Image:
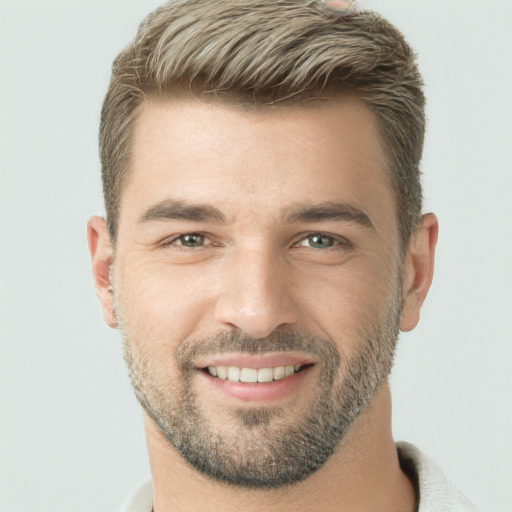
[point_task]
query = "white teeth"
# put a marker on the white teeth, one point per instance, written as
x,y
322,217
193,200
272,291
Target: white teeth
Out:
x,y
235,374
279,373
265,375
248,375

==

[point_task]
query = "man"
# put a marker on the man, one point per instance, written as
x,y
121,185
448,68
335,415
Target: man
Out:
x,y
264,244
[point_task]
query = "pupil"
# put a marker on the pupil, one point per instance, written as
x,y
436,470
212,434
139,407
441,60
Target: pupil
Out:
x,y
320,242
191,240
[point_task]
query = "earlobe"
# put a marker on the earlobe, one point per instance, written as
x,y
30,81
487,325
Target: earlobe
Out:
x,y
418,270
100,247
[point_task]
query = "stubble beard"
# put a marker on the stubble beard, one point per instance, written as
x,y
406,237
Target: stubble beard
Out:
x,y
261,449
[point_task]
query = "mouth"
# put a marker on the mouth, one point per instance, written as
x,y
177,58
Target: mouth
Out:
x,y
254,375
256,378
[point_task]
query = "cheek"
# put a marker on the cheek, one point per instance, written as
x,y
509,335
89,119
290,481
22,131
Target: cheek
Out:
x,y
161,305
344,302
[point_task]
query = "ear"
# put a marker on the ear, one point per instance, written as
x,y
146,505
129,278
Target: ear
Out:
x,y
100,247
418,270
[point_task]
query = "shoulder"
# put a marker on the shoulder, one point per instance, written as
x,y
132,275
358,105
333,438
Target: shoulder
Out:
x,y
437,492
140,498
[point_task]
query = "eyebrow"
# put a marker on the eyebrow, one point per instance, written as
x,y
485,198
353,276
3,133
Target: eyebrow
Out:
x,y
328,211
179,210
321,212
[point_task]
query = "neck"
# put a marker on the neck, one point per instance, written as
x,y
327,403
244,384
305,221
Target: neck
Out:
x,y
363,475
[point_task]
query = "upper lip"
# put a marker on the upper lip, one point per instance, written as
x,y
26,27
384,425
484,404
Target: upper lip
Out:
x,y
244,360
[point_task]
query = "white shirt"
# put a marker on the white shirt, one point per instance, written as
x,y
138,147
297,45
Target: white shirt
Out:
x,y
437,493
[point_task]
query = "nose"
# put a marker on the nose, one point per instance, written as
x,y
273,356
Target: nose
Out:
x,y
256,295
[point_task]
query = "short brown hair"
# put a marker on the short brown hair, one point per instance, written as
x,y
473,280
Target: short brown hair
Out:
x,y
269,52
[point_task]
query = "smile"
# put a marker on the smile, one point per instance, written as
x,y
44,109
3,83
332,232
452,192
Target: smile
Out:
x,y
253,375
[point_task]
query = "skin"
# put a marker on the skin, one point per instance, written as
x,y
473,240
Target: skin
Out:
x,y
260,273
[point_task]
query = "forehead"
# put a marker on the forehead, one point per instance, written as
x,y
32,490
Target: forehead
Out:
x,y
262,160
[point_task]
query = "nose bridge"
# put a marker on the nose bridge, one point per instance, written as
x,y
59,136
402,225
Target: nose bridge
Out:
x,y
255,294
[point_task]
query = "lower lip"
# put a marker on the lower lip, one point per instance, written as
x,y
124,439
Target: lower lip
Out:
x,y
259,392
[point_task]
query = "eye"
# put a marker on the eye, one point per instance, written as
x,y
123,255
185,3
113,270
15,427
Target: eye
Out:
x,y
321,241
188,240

PROBLEM REQUIREMENTS ::
Tally the lines in the rows above that contain the string "hair". Case counts. Reply with the number alone.

RESULT OF THE TASK ::
3